Records contained in a dataset:
────────────────────

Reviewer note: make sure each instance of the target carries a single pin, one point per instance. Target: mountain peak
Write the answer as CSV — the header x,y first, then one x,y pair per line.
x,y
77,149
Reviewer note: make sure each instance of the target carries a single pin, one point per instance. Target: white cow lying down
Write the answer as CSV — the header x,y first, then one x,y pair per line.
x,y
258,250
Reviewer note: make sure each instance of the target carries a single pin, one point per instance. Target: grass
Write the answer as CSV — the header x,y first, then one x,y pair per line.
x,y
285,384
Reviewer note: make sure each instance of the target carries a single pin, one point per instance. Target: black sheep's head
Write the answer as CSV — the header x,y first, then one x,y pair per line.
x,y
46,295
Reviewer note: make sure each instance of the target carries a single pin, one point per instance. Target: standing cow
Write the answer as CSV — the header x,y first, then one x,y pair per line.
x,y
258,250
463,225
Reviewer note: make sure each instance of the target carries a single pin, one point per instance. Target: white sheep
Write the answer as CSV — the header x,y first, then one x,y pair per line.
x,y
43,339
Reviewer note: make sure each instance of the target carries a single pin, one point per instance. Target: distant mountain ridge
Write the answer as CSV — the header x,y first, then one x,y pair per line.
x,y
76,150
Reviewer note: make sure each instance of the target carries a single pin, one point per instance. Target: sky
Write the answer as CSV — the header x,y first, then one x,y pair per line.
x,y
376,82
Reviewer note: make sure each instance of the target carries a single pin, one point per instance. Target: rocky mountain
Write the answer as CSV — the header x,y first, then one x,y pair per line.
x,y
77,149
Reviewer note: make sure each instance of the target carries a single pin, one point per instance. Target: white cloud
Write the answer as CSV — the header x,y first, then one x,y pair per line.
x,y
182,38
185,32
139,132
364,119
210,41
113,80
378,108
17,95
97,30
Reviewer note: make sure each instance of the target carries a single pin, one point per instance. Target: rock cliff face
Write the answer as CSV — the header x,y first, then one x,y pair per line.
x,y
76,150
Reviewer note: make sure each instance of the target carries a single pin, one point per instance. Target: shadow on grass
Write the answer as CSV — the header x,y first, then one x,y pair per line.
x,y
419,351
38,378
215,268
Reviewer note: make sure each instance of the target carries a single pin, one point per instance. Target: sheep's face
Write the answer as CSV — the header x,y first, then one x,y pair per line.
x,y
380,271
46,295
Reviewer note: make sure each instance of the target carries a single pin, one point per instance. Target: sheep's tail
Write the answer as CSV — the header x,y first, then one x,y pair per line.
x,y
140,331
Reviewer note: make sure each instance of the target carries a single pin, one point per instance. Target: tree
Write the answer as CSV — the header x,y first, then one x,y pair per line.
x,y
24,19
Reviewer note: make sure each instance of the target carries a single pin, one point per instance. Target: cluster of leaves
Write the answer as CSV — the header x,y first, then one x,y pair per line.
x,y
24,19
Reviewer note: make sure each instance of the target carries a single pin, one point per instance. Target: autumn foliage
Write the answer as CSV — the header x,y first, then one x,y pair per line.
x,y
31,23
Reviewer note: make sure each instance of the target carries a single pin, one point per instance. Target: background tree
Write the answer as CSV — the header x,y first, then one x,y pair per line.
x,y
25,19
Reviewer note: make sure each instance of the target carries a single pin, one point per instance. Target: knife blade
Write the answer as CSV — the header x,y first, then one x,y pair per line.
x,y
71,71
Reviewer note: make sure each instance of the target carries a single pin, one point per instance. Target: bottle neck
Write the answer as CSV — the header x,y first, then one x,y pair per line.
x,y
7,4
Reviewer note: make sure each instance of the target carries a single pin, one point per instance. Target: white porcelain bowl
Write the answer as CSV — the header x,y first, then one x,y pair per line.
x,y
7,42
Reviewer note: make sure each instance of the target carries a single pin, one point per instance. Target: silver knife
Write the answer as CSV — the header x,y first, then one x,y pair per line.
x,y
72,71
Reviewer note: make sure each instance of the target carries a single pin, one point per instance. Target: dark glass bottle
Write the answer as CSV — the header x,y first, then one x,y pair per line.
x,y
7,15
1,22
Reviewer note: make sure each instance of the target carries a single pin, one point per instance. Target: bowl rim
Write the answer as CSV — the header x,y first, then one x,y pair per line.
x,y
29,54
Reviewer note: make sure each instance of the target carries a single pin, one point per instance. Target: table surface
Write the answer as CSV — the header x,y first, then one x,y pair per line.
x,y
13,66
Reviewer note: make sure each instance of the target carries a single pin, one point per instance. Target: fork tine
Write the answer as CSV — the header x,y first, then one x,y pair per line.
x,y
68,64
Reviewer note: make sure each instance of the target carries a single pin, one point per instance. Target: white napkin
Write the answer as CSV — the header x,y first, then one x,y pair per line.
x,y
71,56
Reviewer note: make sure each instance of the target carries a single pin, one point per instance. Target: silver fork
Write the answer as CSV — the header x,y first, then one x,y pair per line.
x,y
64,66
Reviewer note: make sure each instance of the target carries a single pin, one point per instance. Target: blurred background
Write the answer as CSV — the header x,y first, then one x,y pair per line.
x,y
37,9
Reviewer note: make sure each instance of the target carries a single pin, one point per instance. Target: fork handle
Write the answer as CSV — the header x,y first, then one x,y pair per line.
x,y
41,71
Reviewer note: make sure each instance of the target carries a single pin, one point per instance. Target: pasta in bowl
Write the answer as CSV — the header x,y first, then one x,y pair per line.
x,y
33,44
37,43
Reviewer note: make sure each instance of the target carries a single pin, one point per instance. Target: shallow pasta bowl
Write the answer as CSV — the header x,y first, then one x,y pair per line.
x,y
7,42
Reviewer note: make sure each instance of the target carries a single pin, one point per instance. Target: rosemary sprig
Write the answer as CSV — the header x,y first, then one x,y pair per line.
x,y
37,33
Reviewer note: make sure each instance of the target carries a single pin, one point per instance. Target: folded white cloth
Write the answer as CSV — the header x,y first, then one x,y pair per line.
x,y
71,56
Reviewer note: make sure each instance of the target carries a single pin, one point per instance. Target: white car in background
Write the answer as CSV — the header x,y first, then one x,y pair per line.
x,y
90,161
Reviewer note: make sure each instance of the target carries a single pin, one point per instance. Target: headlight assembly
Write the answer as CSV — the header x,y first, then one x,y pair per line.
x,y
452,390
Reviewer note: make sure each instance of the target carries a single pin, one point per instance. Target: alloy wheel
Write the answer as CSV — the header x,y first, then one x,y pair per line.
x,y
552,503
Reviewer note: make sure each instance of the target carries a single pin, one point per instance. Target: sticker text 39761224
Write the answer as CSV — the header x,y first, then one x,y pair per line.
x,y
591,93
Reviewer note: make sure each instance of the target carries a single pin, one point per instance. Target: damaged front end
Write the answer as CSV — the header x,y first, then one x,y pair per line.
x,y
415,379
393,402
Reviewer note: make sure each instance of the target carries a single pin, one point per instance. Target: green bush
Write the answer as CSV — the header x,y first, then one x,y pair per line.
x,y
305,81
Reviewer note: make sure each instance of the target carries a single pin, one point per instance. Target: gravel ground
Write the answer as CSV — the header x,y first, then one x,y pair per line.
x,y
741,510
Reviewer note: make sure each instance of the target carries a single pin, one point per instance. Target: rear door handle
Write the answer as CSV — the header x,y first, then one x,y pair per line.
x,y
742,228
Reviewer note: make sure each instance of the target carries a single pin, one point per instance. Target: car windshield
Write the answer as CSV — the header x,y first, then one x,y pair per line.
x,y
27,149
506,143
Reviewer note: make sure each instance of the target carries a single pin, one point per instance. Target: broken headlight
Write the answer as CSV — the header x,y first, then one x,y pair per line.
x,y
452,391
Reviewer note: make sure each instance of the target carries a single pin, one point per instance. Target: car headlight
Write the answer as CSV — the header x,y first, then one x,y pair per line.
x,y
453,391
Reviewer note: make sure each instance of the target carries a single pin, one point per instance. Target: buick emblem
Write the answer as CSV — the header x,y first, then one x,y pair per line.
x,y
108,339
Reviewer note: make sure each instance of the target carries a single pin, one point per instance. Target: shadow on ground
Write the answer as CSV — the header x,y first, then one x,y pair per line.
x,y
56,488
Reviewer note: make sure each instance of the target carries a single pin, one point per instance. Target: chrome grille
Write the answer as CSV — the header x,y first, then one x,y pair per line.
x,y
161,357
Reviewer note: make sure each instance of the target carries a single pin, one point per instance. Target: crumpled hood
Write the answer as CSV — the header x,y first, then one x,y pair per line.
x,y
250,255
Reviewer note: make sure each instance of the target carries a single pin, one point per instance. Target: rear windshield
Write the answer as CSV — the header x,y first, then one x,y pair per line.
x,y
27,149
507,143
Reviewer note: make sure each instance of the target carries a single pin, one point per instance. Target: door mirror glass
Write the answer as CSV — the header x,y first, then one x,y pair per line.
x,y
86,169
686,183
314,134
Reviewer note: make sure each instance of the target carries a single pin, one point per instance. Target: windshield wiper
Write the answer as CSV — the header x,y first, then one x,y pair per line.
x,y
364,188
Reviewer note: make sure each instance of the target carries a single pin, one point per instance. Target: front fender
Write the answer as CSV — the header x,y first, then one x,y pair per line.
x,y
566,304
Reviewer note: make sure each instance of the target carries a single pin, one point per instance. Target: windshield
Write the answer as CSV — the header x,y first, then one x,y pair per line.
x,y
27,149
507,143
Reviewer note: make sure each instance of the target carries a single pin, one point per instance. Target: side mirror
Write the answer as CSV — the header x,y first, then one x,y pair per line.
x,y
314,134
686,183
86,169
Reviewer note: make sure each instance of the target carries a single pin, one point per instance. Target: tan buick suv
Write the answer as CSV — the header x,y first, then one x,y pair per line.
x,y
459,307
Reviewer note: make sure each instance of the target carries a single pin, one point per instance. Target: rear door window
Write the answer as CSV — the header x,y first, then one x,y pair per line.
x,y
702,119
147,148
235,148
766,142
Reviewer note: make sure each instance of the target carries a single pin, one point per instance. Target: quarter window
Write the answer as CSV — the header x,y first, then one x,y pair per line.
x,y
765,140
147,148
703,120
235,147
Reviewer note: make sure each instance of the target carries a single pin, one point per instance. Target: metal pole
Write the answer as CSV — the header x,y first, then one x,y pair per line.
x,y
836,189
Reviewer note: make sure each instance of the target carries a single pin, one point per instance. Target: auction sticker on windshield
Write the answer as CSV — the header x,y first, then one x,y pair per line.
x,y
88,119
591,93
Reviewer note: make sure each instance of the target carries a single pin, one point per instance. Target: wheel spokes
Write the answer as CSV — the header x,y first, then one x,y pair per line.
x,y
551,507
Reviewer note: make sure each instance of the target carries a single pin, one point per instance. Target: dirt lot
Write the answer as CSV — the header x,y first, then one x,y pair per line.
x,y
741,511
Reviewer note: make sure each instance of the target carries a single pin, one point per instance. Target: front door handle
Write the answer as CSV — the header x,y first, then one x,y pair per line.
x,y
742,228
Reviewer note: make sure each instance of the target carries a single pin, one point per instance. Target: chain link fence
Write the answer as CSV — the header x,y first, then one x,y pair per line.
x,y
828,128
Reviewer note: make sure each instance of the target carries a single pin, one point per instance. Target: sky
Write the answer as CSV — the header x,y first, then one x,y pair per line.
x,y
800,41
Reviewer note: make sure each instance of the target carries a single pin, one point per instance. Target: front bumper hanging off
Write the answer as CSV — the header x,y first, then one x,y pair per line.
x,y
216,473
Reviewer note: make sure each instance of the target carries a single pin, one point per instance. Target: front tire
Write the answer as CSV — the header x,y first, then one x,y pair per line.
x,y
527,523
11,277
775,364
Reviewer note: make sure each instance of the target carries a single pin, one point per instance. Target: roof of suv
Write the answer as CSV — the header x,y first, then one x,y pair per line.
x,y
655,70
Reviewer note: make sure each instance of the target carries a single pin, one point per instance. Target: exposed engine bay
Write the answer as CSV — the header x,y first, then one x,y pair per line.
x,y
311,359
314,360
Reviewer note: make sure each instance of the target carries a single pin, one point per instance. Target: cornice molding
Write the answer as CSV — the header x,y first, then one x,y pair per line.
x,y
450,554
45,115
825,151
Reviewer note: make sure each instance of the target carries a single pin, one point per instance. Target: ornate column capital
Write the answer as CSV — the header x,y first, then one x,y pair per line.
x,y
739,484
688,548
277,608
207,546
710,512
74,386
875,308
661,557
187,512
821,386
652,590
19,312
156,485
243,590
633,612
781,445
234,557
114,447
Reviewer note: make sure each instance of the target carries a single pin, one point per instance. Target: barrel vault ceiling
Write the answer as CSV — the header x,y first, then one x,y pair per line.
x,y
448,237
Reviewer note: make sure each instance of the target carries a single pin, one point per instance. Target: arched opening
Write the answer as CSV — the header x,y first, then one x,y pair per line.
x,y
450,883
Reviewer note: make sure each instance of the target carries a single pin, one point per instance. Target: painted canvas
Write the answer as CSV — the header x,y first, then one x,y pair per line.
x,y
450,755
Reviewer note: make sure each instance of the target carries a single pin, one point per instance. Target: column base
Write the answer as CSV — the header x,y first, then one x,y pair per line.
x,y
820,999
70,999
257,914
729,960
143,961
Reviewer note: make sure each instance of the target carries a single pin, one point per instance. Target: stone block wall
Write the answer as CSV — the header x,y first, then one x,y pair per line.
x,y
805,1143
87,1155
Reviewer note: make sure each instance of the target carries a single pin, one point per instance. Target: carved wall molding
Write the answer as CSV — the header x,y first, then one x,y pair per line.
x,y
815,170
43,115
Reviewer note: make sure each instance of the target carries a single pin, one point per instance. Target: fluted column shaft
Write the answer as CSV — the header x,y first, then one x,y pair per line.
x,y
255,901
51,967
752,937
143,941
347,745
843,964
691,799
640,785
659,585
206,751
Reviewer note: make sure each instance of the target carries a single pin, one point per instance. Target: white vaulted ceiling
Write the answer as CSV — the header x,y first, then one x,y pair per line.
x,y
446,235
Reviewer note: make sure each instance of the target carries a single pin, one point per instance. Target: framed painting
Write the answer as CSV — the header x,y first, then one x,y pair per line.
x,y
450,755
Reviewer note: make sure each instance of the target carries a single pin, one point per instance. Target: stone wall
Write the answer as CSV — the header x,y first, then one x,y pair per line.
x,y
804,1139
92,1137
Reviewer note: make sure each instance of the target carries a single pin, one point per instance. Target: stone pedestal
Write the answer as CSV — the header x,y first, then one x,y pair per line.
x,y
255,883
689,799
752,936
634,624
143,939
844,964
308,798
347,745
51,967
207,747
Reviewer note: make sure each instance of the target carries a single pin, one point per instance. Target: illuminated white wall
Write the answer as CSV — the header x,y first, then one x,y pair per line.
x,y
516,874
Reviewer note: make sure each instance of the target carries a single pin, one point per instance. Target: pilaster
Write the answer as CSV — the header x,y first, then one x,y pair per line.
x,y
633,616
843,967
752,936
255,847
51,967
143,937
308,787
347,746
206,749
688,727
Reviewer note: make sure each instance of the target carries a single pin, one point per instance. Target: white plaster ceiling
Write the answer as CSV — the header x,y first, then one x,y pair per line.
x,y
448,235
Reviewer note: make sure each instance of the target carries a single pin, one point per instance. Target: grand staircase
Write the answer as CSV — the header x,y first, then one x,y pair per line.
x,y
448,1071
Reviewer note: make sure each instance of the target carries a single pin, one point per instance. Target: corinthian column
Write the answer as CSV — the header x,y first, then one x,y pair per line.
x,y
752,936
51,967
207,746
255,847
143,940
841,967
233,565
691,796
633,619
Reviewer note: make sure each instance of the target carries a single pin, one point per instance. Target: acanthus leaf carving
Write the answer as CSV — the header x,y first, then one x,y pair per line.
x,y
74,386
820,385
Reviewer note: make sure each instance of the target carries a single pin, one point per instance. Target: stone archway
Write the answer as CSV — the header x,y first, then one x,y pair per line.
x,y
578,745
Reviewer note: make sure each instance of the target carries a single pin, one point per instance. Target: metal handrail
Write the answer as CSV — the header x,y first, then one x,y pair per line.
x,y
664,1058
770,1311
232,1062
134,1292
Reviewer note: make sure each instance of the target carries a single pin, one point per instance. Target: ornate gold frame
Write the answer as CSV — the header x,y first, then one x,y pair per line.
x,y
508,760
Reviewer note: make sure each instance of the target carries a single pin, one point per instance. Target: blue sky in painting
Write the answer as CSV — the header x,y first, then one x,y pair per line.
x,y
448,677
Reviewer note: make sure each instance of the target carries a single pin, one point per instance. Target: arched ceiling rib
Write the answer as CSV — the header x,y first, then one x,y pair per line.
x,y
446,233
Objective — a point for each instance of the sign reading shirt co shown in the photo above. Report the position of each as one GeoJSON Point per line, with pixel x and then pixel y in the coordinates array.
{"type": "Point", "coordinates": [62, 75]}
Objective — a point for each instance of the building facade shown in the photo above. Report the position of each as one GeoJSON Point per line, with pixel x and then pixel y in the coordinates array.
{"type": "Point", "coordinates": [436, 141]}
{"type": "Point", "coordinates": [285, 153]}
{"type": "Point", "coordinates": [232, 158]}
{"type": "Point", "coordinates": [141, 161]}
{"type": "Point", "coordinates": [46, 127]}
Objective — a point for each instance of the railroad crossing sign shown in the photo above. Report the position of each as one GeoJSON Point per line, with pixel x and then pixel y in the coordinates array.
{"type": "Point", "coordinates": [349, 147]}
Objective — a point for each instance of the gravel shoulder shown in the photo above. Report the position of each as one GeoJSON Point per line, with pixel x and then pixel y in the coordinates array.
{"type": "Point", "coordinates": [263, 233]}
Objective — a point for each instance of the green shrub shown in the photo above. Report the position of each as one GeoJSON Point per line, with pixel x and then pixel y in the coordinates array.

────────────────────

● **Exercise objective**: Every line from the one containing "Objective — a point for each instance of the building" through the last line of the entries must be written out verbatim, and no other line.

● **Completed exercise**:
Objective — a point for each instance of the building facade shown in the photo above. Report the position of each as one GeoJSON Point per line, with pixel x and then pixel y in the coordinates array.
{"type": "Point", "coordinates": [436, 141]}
{"type": "Point", "coordinates": [285, 153]}
{"type": "Point", "coordinates": [232, 158]}
{"type": "Point", "coordinates": [141, 161]}
{"type": "Point", "coordinates": [46, 127]}
Objective — a point for each instance of the railroad crossing sign shown in the photo above. Report the position of each as one GeoJSON Point per line, with pixel x and then pixel y in the coordinates array.
{"type": "Point", "coordinates": [349, 147]}
Objective — a point for each instance of the gravel shoulder shown in the photo above. Report the position of each as one GeoJSON Point per line, with pixel x and then pixel y in the coordinates array.
{"type": "Point", "coordinates": [263, 233]}
Objective — a point for each instance of the green shrub shown in the photo above. Report the position of each as one GeoJSON Point per line, with pixel x and then pixel y in the coordinates array.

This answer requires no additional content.